▶ **PROMPT A**: Identify each line in the listing below that contains the string "brick", and copy those lines.

▶ **TEXT SECTION**:
--------------------------------------------------
It all started with PCI Compliance

Like many of our enterprise customers, T-Mobile started working with Splunk in one area but quickly saw the value of expanding into others. For Sean and his team, PCI Compliance was the beginning of the Splunk solution footprint, but soon everyone realized the consolidation of logs, events, messages, configurations and changes meant a whole lot more.

Beginning with proving PCI compliance, T-Mobile has very specific requirements. PCI Section 10: Track and monitor all access to network resources handling cardholder data. But in T-Mobile’s case scale was a big issue. Fulfilling PCI DSS Section 10 meant tracking 26+ in-scope applications and the ability to trace transactions from start to finish across 650+ servers running Windows, Linux and Unix varieties. It also means more than 100 individuals logging into Splunk on a daily basis as part of the process.

The Splunk Set-up

The Splunk configuration consists of

  • Pairs of forwarders set up in each of 4 geographic locations.
  • Three short term indexers + 1 short term search box.
  • Three Long-term search boxes hooked into a 32 TB NAS.
  • Centrally controlled from a single deployment server.

The current installation is indexing more than 600GB/day of data and has just passed the 10B event mark. Controlling access to all this data is critical and T-Mobile has Splunk roles set up for managers and application teams to limit access to subsets of the data. The ability to segregate data access along lines of duties is critical to prove PCI compliance.
--------------------------------------------------
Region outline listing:
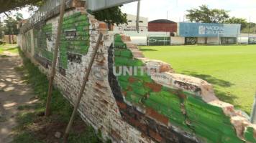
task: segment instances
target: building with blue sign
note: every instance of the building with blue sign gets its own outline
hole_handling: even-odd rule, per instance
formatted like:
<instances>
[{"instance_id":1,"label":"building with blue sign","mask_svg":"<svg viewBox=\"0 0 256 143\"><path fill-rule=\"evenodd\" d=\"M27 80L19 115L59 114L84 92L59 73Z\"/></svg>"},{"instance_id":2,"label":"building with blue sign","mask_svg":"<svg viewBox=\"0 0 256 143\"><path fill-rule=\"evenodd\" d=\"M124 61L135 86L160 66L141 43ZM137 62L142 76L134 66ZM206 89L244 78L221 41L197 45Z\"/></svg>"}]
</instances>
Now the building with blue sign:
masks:
<instances>
[{"instance_id":1,"label":"building with blue sign","mask_svg":"<svg viewBox=\"0 0 256 143\"><path fill-rule=\"evenodd\" d=\"M241 24L179 23L178 36L185 37L186 44L236 44Z\"/></svg>"}]
</instances>

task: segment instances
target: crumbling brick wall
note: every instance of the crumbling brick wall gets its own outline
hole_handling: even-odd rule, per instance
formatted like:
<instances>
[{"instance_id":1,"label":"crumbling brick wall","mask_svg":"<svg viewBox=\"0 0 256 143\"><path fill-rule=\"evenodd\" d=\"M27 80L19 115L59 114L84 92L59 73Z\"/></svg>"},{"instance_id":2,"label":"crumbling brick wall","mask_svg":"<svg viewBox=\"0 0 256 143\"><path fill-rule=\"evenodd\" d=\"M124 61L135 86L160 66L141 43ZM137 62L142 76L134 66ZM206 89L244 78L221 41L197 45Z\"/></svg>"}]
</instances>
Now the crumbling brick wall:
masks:
<instances>
[{"instance_id":1,"label":"crumbling brick wall","mask_svg":"<svg viewBox=\"0 0 256 143\"><path fill-rule=\"evenodd\" d=\"M58 19L55 16L35 25L18 39L27 56L48 76ZM54 81L73 104L99 32L104 33L78 110L106 139L115 142L255 142L255 125L232 105L219 101L210 84L175 74L167 63L145 58L129 37L109 34L106 29L104 22L83 8L65 12ZM139 73L149 72L114 74L113 67L125 66L142 66Z\"/></svg>"}]
</instances>

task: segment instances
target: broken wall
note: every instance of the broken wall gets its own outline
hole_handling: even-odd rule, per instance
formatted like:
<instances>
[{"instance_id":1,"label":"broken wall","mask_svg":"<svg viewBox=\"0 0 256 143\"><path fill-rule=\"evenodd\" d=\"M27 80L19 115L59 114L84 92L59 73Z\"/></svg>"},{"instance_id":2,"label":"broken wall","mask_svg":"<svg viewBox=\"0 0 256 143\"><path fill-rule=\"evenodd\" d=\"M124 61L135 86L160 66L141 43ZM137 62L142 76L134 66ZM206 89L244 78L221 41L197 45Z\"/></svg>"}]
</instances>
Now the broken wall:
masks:
<instances>
[{"instance_id":1,"label":"broken wall","mask_svg":"<svg viewBox=\"0 0 256 143\"><path fill-rule=\"evenodd\" d=\"M58 19L42 21L18 37L26 55L47 76ZM175 74L167 63L145 58L129 37L108 34L106 24L81 7L65 13L54 81L70 104L88 72L99 32L104 33L103 39L78 111L105 139L115 142L256 142L255 125L232 105L219 101L210 84ZM141 68L136 75L114 74L114 67L124 66Z\"/></svg>"}]
</instances>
--------------------------------------------------
▶ **PROMPT B**: Echo the passage above on T-Mobile's Splunk deployment in full, word for word.

▶ **SOLUTION A**:
target: crumbling brick wall
note: every instance of the crumbling brick wall gets its own outline
[{"instance_id":1,"label":"crumbling brick wall","mask_svg":"<svg viewBox=\"0 0 256 143\"><path fill-rule=\"evenodd\" d=\"M27 80L19 115L59 114L84 92L59 73Z\"/></svg>"},{"instance_id":2,"label":"crumbling brick wall","mask_svg":"<svg viewBox=\"0 0 256 143\"><path fill-rule=\"evenodd\" d=\"M124 61L135 86L160 66L141 43ZM137 62L142 76L134 66ZM206 89L244 78L221 41L197 45Z\"/></svg>"}]
Now the crumbling brick wall:
[{"instance_id":1,"label":"crumbling brick wall","mask_svg":"<svg viewBox=\"0 0 256 143\"><path fill-rule=\"evenodd\" d=\"M58 19L55 16L35 25L18 39L27 56L48 76ZM54 81L73 104L99 32L104 33L78 110L106 139L115 142L255 142L255 125L232 105L219 101L210 84L175 74L167 63L145 58L129 37L109 34L106 29L104 22L83 8L65 12ZM139 73L149 72L114 74L113 67L125 66L142 66Z\"/></svg>"}]

▶ **SOLUTION B**:
It all started with PCI Compliance

Like many of our enterprise customers, T-Mobile started working with Splunk in one area but quickly saw the value of expanding into others. For Sean and his team, PCI Compliance was the beginning of the Splunk solution footprint, but soon everyone realized the consolidation of logs, events, messages, configurations and changes meant a whole lot more.

Beginning with proving PCI compliance, T-Mobile has very specific requirements. PCI Section 10: Track and monitor all access to network resources handling cardholder data. But in T-Mobile’s case scale was a big issue. Fulfilling PCI DSS Section 10 meant tracking 26+ in-scope applications and the ability to trace transactions from start to finish across 650+ servers running Windows, Linux and Unix varieties. It also means more than 100 individuals logging into Splunk on a daily basis as part of the process.

The Splunk Set-up

The Splunk configuration consists of

  • Pairs of forwarders set up in each of 4 geographic locations.
  • Three short term indexers + 1 short term search box.
  • Three Long-term search boxes hooked into a 32 TB NAS.
  • Centrally controlled from a single deployment server.

The current installation is indexing more than 600GB/day of data and has just passed the 10B event mark. Controlling access to all this data is critical and T-Mobile has Splunk roles set up for managers and application teams to limit access to subsets of the data. The ability to segregate data access along lines of duties is critical to prove PCI compliance.